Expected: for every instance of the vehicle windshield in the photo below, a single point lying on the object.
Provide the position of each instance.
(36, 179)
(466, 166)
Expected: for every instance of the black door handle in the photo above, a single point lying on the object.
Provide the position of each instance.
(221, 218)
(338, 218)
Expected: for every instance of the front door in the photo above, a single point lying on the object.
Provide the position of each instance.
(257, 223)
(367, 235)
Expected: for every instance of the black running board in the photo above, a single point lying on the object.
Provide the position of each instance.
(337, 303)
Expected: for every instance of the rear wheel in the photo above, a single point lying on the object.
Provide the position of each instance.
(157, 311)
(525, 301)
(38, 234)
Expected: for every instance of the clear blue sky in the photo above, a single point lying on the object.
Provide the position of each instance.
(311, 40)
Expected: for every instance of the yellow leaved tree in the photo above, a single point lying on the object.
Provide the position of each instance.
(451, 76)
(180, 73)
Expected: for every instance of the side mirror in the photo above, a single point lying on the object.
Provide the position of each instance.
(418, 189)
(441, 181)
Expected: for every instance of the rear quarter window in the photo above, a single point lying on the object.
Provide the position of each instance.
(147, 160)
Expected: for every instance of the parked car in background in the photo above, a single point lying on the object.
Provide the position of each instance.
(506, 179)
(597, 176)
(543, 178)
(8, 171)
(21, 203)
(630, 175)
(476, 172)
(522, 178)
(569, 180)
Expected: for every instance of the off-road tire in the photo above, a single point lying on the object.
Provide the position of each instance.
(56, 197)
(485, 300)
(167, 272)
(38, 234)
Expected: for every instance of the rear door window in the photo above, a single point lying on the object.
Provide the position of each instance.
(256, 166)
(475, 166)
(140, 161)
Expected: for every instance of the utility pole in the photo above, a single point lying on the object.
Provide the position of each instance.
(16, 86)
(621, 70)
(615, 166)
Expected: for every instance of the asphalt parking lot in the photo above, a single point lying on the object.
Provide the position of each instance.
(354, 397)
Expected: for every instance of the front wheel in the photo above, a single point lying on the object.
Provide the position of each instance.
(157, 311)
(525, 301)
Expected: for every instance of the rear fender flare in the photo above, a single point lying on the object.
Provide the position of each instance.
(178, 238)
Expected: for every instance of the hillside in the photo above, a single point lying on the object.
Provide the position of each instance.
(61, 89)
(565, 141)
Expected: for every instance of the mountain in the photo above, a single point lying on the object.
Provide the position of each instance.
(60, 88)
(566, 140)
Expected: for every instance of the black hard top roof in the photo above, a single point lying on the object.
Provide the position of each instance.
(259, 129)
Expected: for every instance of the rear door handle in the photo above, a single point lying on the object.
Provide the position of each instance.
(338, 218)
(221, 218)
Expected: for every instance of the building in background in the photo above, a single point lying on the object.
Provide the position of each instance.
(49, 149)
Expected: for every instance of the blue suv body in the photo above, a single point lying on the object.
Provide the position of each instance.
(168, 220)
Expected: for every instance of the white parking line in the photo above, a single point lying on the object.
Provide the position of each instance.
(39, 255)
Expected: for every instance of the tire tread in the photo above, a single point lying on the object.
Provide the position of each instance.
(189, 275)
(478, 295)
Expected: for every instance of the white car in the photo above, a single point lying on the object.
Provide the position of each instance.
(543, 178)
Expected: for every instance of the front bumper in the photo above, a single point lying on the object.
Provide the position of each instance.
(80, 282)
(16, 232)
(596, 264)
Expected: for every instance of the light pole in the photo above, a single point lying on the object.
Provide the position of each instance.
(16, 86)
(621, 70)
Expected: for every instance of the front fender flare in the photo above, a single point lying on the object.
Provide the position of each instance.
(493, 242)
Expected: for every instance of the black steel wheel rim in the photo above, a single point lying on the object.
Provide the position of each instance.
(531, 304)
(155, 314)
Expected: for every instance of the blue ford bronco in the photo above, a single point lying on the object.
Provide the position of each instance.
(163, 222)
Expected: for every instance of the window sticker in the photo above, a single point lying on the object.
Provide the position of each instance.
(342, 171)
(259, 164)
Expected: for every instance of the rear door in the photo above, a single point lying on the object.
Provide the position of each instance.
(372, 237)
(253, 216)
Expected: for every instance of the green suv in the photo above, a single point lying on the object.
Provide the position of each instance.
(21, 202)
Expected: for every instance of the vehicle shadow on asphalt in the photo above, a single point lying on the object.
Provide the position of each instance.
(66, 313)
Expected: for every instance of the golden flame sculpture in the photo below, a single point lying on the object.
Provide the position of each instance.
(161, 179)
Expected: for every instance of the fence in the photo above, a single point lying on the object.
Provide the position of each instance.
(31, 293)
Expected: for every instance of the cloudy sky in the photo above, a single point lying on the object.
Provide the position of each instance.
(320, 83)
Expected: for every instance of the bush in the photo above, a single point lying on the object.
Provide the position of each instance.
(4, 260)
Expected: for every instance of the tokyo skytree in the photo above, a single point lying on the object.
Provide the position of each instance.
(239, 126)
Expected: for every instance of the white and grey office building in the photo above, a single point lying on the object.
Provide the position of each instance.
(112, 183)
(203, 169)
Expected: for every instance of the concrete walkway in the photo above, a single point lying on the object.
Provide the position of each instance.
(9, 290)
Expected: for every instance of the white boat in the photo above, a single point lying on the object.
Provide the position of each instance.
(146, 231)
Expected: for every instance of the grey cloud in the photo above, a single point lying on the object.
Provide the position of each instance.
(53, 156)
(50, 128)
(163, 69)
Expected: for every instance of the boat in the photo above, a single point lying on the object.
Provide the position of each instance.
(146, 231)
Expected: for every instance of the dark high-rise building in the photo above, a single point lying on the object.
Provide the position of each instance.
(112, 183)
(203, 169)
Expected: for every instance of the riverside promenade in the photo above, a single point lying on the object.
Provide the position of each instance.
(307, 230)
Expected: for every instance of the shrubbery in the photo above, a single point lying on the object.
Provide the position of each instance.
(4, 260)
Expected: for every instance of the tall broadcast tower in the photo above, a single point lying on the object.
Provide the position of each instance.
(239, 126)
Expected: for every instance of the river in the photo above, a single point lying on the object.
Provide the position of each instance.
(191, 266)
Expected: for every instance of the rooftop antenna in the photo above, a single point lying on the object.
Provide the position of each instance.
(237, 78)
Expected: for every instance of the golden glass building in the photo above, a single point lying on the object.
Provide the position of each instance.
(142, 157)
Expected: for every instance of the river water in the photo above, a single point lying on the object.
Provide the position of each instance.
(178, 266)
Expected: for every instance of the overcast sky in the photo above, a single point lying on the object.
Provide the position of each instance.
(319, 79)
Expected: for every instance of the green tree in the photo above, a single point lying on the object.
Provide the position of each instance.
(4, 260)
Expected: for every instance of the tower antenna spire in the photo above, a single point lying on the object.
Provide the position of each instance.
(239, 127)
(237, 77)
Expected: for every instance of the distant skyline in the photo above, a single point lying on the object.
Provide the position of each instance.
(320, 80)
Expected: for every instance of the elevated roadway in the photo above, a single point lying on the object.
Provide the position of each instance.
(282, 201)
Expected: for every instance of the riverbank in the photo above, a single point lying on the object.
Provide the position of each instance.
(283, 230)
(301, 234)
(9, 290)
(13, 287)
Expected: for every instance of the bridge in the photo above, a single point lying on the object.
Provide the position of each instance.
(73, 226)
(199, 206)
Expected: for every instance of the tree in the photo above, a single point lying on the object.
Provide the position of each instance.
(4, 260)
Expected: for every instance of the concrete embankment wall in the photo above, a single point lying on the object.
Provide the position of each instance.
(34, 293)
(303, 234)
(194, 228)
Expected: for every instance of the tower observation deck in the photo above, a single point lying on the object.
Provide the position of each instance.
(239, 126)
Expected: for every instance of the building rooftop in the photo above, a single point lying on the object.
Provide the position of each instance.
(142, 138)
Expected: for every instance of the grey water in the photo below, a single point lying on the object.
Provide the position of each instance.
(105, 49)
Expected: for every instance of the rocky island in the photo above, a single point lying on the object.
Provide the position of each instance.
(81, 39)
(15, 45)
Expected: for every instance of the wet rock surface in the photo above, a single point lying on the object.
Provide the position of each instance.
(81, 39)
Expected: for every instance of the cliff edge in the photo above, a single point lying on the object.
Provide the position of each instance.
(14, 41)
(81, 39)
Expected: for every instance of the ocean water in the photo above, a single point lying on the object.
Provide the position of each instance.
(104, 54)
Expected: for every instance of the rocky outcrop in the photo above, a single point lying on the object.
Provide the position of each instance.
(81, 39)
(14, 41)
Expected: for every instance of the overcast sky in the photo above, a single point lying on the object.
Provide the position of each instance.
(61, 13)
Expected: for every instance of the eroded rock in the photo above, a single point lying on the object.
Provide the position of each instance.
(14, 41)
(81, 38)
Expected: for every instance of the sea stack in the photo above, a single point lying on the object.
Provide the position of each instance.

──────────

Print exactly the lines above, starting at the line that contains "Expected: for every instance of the rocky island" and ending with the last line of the records, both included.

Expected: for every instance of the rocky island in the photo above, a single point lying on the object.
Provide the position of each instance.
(81, 39)
(15, 45)
Expected: for every instance of the wet rock surface in the photo above, a single point lying on the object.
Provide the position of each instance.
(81, 39)
Expected: for every instance of the cliff edge in the photo above, a single point lying on the object.
Provide the position of each instance.
(14, 41)
(81, 39)
Expected: for every instance of the ocean water in the photo above, a single point lying on the object.
Provide the position of each instance.
(104, 54)
Expected: for every instance of the rocky outcrop in the photo above, a single point lying on the object.
Provide the position of each instance.
(81, 39)
(14, 41)
Expected: for every instance of the overcast sky in the photo above, a single point lying on the object.
Provide the position of each instance.
(61, 13)
Expected: for every instance of the eroded rock in the photo above, a single point lying on the object.
Provide the position of each instance.
(14, 41)
(81, 38)
Expected: for every instance of the sea stack in the photo above, a single point lying on the object.
Provide the position of each instance.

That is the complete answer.